The request: Convert all of the items below into a numbered list, omitting any blank lines.

╭─ Input material

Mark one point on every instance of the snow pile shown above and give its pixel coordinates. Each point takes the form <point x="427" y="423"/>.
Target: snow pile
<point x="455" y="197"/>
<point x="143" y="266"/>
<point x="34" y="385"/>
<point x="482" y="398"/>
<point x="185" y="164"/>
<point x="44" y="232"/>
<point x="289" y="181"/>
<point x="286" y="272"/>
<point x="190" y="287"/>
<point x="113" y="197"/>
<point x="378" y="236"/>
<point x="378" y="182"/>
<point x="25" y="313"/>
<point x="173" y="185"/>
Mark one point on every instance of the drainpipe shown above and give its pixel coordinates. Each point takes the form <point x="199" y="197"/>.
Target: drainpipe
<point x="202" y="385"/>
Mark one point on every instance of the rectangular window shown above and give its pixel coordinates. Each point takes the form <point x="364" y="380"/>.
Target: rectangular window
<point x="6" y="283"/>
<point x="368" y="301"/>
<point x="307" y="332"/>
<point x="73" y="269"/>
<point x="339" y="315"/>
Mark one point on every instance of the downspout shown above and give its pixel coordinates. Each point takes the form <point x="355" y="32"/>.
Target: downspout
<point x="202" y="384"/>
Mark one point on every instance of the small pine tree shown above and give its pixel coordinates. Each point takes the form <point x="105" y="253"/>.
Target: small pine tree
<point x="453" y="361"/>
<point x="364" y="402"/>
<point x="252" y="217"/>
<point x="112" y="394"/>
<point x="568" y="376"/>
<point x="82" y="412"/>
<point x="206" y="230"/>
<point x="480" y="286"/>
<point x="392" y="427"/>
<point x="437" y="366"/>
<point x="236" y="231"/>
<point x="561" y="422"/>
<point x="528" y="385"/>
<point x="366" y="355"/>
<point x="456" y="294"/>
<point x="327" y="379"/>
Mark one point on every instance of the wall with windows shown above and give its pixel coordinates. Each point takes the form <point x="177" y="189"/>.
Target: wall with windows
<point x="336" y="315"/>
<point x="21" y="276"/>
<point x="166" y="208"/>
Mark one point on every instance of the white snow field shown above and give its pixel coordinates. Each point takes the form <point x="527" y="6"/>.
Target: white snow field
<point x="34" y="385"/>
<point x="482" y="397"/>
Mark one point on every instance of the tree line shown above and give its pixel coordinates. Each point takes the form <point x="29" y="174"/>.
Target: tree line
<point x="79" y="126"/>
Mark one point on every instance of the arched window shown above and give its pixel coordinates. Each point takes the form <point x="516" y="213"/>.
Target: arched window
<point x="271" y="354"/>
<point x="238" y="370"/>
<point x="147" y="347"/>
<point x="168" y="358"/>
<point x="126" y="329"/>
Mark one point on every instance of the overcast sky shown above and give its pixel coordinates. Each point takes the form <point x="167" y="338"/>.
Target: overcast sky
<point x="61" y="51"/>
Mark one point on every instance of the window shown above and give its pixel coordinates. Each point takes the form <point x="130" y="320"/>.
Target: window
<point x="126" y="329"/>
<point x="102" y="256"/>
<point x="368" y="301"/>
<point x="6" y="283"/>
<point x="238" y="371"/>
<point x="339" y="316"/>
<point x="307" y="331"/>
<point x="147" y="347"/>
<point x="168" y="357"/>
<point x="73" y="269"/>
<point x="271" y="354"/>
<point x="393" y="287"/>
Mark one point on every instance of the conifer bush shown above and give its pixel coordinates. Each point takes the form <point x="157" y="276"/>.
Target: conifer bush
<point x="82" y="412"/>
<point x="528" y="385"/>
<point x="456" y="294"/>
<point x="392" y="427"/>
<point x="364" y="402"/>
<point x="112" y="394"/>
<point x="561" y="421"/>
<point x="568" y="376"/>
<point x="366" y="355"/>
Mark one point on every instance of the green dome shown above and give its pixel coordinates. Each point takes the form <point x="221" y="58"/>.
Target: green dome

╰─

Solution:
1. Mark one point on every instance of the snow pile shown above and give its pixel coordinates. Each point takes the form <point x="427" y="423"/>.
2. Target: snow pile
3. <point x="455" y="197"/>
4. <point x="143" y="266"/>
5. <point x="34" y="385"/>
6. <point x="482" y="398"/>
7. <point x="185" y="164"/>
8. <point x="44" y="232"/>
9. <point x="289" y="181"/>
10. <point x="286" y="272"/>
11. <point x="190" y="287"/>
12. <point x="113" y="197"/>
13. <point x="378" y="236"/>
14. <point x="378" y="182"/>
15. <point x="25" y="313"/>
16. <point x="173" y="185"/>
17. Mark one point on every instance of the drainpipe shown above and give its pixel coordinates. Each point takes the form <point x="199" y="197"/>.
18. Target: drainpipe
19. <point x="202" y="385"/>
20. Mark one point on every instance of the rectangular window shown above and give its pixel coordinates. Each point takes the form <point x="364" y="380"/>.
21. Target: rectangular window
22. <point x="6" y="283"/>
23. <point x="368" y="301"/>
24. <point x="307" y="332"/>
25. <point x="73" y="269"/>
26. <point x="339" y="315"/>
27. Mark one point on every instance of the downspout shown above and give its pixel coordinates. Each point takes the form <point x="355" y="32"/>.
28. Target: downspout
29. <point x="202" y="384"/>
30. Mark one point on every instance of the small pine tree shown above and give its pixel coordinates. Each point takes the form <point x="105" y="253"/>.
31. Target: small pine tree
32. <point x="453" y="361"/>
33. <point x="364" y="402"/>
34. <point x="252" y="217"/>
35. <point x="112" y="394"/>
36. <point x="568" y="376"/>
37. <point x="82" y="412"/>
38. <point x="206" y="230"/>
39. <point x="480" y="286"/>
40. <point x="392" y="427"/>
41. <point x="437" y="366"/>
42. <point x="236" y="231"/>
43. <point x="561" y="422"/>
44. <point x="528" y="385"/>
45. <point x="366" y="355"/>
46. <point x="456" y="294"/>
47. <point x="327" y="379"/>
48. Mark one point on every instance of the wall with windows shown above and give its pixel coordinates. Each point takes the form <point x="177" y="189"/>.
49. Target: wall with windows
50. <point x="336" y="315"/>
51. <point x="21" y="276"/>
52. <point x="166" y="208"/>
53. Mark one point on every instance of the white snow field shown above and give its pixel coordinates. Each point takes the form <point x="527" y="6"/>.
54. Target: white snow field
55. <point x="34" y="385"/>
56. <point x="482" y="397"/>
57. Mark one point on every instance of the tree line shown above and give its pixel coordinates. Each point takes the form <point x="29" y="174"/>.
58. Target: tree line
59. <point x="79" y="126"/>
60. Mark one point on every instance of the arched window shown above and give its pixel coordinates. Each point takes the form <point x="516" y="213"/>.
61. Target: arched window
62. <point x="271" y="354"/>
63. <point x="238" y="370"/>
64. <point x="147" y="347"/>
65. <point x="168" y="358"/>
66. <point x="126" y="329"/>
67. Mark one point on every instance of the overcast sky shown above and give its pixel coordinates. Each point takes the form <point x="167" y="338"/>.
68. Target: overcast sky
69. <point x="61" y="51"/>
70. Mark one point on every instance of the window shown above and give its pixel coordinates. Each point takes the form <point x="130" y="320"/>.
71. Target: window
72. <point x="126" y="329"/>
73. <point x="102" y="256"/>
74. <point x="368" y="301"/>
75. <point x="6" y="283"/>
76. <point x="238" y="371"/>
77. <point x="339" y="316"/>
78. <point x="307" y="331"/>
79. <point x="147" y="347"/>
80. <point x="168" y="357"/>
81. <point x="73" y="269"/>
82. <point x="271" y="354"/>
83. <point x="393" y="287"/>
84. Mark one point on every instance of the conifer bush shown above and give its pixel coordinates. Each point takes the form <point x="157" y="276"/>.
85. Target: conifer bush
86. <point x="82" y="412"/>
87. <point x="528" y="385"/>
88. <point x="456" y="294"/>
89. <point x="392" y="427"/>
90. <point x="364" y="402"/>
91. <point x="112" y="394"/>
92. <point x="561" y="421"/>
93. <point x="568" y="376"/>
94. <point x="366" y="355"/>
95. Mark one point on every instance of the green dome shown above and give its pixel coordinates. Each point takes the form <point x="221" y="58"/>.
96. Target: green dome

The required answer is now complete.